> WRITTEN PROBLEM: Transcribe the material in full, exactly as written.

> DATA:
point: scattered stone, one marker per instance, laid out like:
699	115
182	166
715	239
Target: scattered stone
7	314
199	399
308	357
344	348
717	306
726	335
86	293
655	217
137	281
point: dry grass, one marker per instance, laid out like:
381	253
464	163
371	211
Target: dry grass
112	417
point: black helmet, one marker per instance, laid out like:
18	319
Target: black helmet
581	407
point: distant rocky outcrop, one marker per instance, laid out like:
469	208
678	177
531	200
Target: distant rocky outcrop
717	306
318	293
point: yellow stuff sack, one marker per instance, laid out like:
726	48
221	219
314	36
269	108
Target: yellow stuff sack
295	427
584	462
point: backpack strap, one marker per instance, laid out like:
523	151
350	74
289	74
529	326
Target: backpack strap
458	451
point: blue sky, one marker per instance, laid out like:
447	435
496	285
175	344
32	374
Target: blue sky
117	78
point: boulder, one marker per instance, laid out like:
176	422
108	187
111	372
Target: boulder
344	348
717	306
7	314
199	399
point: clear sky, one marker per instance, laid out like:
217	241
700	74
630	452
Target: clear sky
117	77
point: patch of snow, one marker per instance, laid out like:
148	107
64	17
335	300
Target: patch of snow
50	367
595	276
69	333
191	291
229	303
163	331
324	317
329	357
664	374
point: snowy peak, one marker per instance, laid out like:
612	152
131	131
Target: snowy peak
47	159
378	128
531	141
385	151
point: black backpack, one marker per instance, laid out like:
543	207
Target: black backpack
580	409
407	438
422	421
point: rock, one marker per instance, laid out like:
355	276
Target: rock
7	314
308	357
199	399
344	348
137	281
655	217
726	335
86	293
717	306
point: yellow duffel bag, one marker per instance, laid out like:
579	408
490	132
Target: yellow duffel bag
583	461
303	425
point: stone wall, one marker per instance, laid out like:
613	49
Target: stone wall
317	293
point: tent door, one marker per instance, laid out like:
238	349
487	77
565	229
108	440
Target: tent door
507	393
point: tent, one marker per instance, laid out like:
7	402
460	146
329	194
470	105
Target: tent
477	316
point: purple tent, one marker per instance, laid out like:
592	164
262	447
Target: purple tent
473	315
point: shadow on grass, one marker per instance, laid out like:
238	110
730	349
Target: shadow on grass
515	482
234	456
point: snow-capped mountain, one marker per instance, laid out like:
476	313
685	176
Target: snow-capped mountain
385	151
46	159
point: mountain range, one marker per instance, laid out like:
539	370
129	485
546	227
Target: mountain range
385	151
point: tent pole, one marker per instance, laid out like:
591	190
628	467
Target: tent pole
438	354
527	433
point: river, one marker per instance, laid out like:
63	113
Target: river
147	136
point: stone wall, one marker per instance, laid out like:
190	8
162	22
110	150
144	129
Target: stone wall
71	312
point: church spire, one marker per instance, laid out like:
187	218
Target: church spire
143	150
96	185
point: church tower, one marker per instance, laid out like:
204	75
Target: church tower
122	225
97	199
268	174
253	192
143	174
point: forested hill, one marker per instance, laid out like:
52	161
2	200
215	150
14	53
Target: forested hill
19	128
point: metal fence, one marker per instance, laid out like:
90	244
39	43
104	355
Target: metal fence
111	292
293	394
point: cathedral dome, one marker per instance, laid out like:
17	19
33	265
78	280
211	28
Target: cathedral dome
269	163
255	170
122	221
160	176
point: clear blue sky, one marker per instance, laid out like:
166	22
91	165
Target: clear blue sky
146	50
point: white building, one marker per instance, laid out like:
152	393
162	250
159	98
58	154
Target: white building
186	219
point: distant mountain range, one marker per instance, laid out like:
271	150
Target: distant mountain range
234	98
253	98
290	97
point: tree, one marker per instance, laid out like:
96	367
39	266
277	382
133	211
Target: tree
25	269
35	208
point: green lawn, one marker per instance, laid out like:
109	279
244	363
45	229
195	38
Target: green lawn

> WRITTEN ANSWER:
point: scattered stone, one marker per instance, laid out like:
699	115
182	166
715	239
Target: scattered stone
7	314
199	399
308	357
344	348
717	306
726	335
86	293
655	217
137	281
point: dry grass, one marker per instance, laid out like:
381	253
464	163
371	211
Target: dry grass
112	417
point: black helmet, one marker per instance, laid out like:
18	319
Target: black helmet
581	407
point: distant rocky outcrop, one marker per instance, laid out like:
469	208
678	177
531	200
Target: distant rocky outcrop
717	306
318	293
point: yellow stuff sack, one marker per instance, laid out like:
726	48
221	219
314	36
269	108
Target: yellow stuff sack
295	427
584	462
point: backpack strap, one marker per instance, laid out like:
523	151
350	74
289	74
529	326
Target: backpack strap
458	451
point: blue sky, one marker per instance, laid out like:
447	435
496	285
175	344
32	374
Target: blue sky
117	78
point: boulder, one marker per instance, laid out like:
176	422
108	187
111	372
Target: boulder
344	348
717	306
7	314
199	399
point: clear sky, one marker per instance, laid out like:
217	241
700	74
630	452
Target: clear sky
117	77
point: patch of snow, one marker per instance, laid out like:
148	107
64	17
335	300
Target: patch of snow
50	367
595	276
69	333
191	291
229	303
163	331
324	317
329	357
664	374
point: snowy peak, one marker per instance, laid out like:
612	152
131	131
Target: snowy peak
47	159
378	128
531	141
385	151
point: black backpack, one marker per instance, laid out like:
543	207
Target: black backpack
580	409
407	438
422	421
point: rock, one marker per instance, laid out like:
355	276
Target: rock
7	314
308	357
199	399
344	348
137	281
655	217
726	335
86	293
717	306
point: yellow duffel bag, one marker per instance, laid out like:
579	408
490	132
Target: yellow duffel bag
583	461
303	425
point: stone wall, one marker per instance, laid out like:
613	49
Target: stone wall
317	293
point: tent door, one marker per instance, laid out like:
238	349
487	77
565	229
108	440
Target: tent door
507	393
point: tent, one marker per instance, laid out like:
7	402
460	146
329	194
470	105
Target: tent
477	316
point: purple tent, one marker per instance, laid out like:
592	164
262	447
Target: purple tent
473	315
point: shadow on grass, one marker per instance, laid out like:
238	110
730	349
Target: shadow on grass
515	482
234	456
point: snow-capped mountain, one marker per instance, laid out like:
476	313
685	176
Target: snow-capped mountain
385	151
46	159
point: mountain range, one marker per instance, laid out like:
539	370
129	485
546	227
Target: mountain range
385	151
point: tent pole, one marker per instance, laid out like:
591	190
628	467
Target: tent pole
438	354
527	433
point: river, one marker per instance, laid out like:
63	113
Target: river
147	136
point: stone wall, one marker per instance, laid out like:
190	8
162	22
110	150
144	129
Target: stone wall
71	312
point: church spire, one marker per instance, laid out like:
187	218
Target: church spire
143	150
96	185
point: church tower, one marker per instance, laid out like:
204	75
Target: church tower
122	225
97	199
268	174
253	192
143	174
point: forested hill, one marker per instance, laid out like:
52	161
2	200
215	150
14	53
Target: forested hill
19	128
point: metal fence, one marker per instance, laid out like:
90	244
39	43
104	355
Target: metal fence
111	292
293	394
point: cathedral dome, one marker per instance, laid out like:
17	19
33	265
78	280
211	28
Target: cathedral dome
269	163
255	170
122	221
160	176
point: clear blue sky, one marker per instance, laid out like:
166	22
91	165
Target: clear blue sky
146	50
point: white building, one marker per instance, laid out like:
152	393
162	250
159	98
58	154
Target: white building
186	219
point: distant mountain range, one marker per instance, laid out like:
271	150
Target: distant mountain range
234	98
253	98
290	97
point: tree, one marker per instance, laid out like:
96	367
39	266
277	382
133	211
Target: tree
25	269
35	208
point: green lawn, one marker per instance, laid out like:
109	279
244	363
45	229
195	38
Target: green lawn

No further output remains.